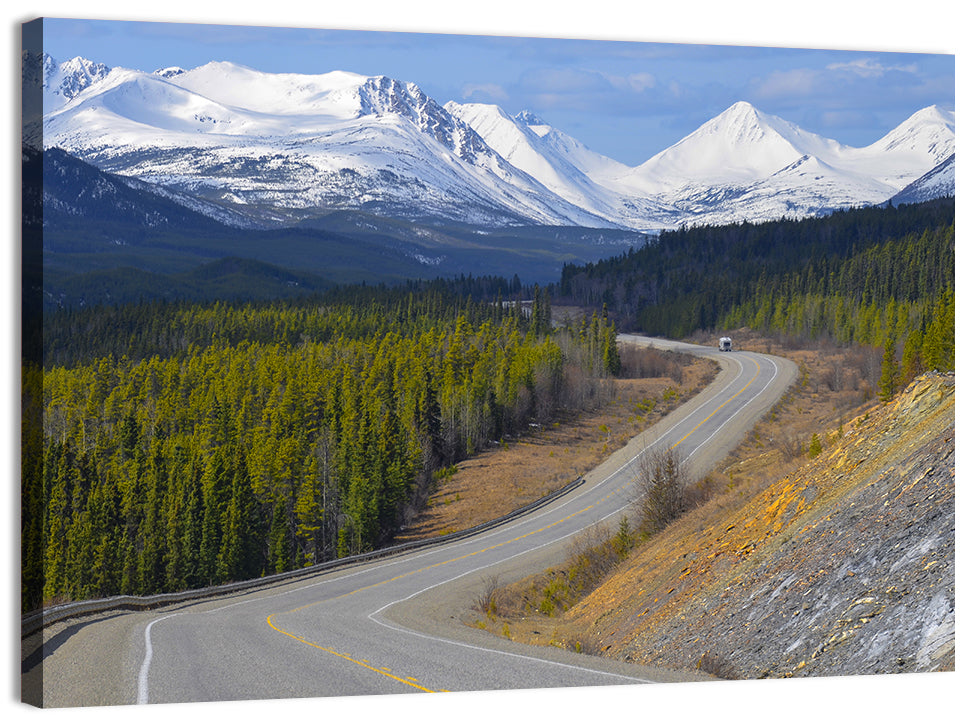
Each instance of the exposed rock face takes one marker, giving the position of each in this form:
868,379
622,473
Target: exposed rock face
846,567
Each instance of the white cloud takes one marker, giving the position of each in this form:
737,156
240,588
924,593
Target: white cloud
489,91
871,68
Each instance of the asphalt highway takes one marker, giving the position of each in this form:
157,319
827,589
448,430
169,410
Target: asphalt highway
397,625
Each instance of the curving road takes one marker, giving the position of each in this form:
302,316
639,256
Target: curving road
396,625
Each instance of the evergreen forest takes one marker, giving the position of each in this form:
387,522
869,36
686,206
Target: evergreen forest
876,277
169,445
183,445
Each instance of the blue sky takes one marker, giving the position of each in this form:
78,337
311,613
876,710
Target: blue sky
627,100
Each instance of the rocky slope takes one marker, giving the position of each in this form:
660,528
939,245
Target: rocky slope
843,567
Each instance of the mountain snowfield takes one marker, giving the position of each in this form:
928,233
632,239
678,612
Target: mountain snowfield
285,147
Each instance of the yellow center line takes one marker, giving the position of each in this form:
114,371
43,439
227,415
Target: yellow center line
720,407
384,672
410,681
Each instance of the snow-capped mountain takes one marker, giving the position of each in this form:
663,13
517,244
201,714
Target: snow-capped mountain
285,147
747,165
937,183
288,146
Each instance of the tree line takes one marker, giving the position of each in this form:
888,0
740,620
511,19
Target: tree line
183,445
876,277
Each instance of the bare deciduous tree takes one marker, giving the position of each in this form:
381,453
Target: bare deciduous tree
660,480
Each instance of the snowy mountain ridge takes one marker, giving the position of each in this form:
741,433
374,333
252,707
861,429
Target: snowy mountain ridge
285,147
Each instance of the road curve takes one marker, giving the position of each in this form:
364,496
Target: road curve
396,625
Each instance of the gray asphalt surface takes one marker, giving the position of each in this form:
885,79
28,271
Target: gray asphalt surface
395,626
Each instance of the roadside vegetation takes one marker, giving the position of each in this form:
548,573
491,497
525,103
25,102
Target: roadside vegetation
182,445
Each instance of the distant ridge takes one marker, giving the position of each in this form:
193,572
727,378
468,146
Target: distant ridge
276,149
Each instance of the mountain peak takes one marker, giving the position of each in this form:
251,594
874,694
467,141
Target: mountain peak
527,117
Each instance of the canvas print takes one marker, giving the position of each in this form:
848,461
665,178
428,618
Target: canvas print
361,363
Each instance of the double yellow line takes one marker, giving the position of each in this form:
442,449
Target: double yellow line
412,682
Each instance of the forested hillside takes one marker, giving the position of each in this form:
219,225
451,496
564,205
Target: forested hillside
874,276
190,444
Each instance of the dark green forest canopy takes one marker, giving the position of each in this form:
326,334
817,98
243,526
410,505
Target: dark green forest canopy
183,445
697,278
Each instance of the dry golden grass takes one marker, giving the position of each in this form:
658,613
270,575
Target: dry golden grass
500,479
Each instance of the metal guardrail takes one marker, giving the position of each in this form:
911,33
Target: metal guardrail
38,620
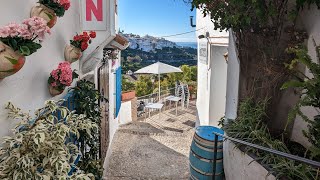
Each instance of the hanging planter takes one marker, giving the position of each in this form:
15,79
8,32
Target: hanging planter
60,78
18,41
80,43
72,54
49,10
10,61
53,91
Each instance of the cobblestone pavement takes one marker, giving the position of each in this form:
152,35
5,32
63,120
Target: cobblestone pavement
155,148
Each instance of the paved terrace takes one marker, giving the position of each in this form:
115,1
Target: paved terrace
153,148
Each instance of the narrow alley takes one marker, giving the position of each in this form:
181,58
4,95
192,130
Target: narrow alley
157,148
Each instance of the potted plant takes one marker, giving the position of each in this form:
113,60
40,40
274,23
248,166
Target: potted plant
60,78
80,43
18,41
50,9
44,147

* TASK: Write out every line above again exactly, with the pictures left out.

* RESPONSE AREA:
Each instance of the exposed rock face takes one marker, giving the position of each in this form:
868,379
622,473
Target: exposed rock face
846,567
Each instance of the white cloud takes one marker, giving the position of each in this form:
737,156
240,588
924,593
Target: white cloud
489,91
871,68
Each instance of the asphalt highway takes one marker, giving the position of each in this form:
157,319
827,589
448,430
169,410
Target: asphalt highway
397,625
Each instance of the curving road takes one marker, giving the position of each in this form:
302,316
639,256
Target: curving road
396,625
Each instance of the evergreen forest takes one marker, giving the position of each in this form:
387,522
869,36
686,206
Target: evergreen forest
876,277
169,445
183,445
Each instance of the blue sky takes one marker, giving the position of each in this form:
78,337
311,613
876,710
Target: blue sky
627,100
Each instance of the rocky slope takes one marker, giving the position of each in this form:
660,528
939,245
Target: rocky slope
843,567
Each instance of the mountain snowfield takes one marker, giving the position of each in this form:
928,233
632,239
678,612
Target: mountain snowfield
285,147
Each instance of the yellow center line takes one marker, giving the position of each in this form:
114,371
43,439
227,415
Target: yellow center line
720,407
384,672
410,681
Each instance of the snow-capped mountain takes one marker, giving the position of each in this form:
663,13
517,244
201,714
Target: snow-capped mountain
285,147
747,165
937,183
288,146
Each instance of the tree line takes one marker, giving the position of each in this form:
888,0
740,620
511,19
Target: tree line
183,445
876,277
Each instance of the bare deciduous tree takes one marker, giving the position of each in this form:
381,453
Target: bare deciduous tree
660,480
Each instance of the snowy mountain ridge takes one marker, giving the position of each in this form:
741,433
374,333
252,707
861,429
Target: snowy mountain ridge
285,147
Each instance of the road curve takes one marker, giving the position of each in this form:
364,496
Target: road curve
396,625
Each instance of the gray asphalt surface takes one marker, giving the position of each in this form:
885,79
28,271
Target: gray asphalt surface
395,626
Each instance of the roadside vegetation takes one marker, giving the position of each in this form:
548,573
491,497
525,103
25,102
Target: roadside vegetation
182,445
Each instance of the distant ridge takes one marker, giving the position of each in this form:
193,572
727,378
468,146
Target: distant ridge
276,149
Each instance of the mountain peak takes one marker, giving the position of each in this form:
251,594
874,694
467,141
Target: mountain peak
527,117
Each instance of the canvas print takes one marker, giving the position of each in this form:
848,461
665,178
428,618
Target: canvas print
361,363
Each instance of the double yellow line takes one marker, giving the position of each in this form:
442,449
Target: double yellow line
412,682
Each instance of the forested hillside takes one marker, giving the position of each in this form:
219,225
451,496
564,205
Target: forested hillside
874,276
190,444
Each instance of the dark green forest canopy takes one marker, giving the position of each in this form:
326,334
817,98
243,526
410,505
Target: dark green forest canopy
183,445
697,278
Each instance of the dry golden grass takes one marker, giving the position of each in this form:
658,613
270,575
Target: dry golden grass
500,479
Each instance of the metal guardrail takes one marker, giving the position of each in this form:
911,33
Target: metal guardrail
38,620
Each instance of the hanging planter takes one marker, giving the position of each in this form:
15,79
8,32
Target: hanging planter
60,78
18,41
80,43
72,54
49,10
10,61
53,91
Each instance of the cobblestone pavement takes one marker, giving the position of each in this form:
152,35
5,32
63,120
Target: cobblestone pavement
155,148
Each instance of the paved terrace takes one marker, giving the position of each in this form:
115,1
Target: paved terrace
153,148
Each instance of the narrow alley takes one marker, giving the position of each in this form:
181,58
4,95
192,130
Target: narrow alley
157,148
Each instance of the potted plant takes one marker, giving the position of each in this form:
113,60
40,40
274,23
248,166
Target: potted plant
60,78
80,43
18,41
50,9
44,147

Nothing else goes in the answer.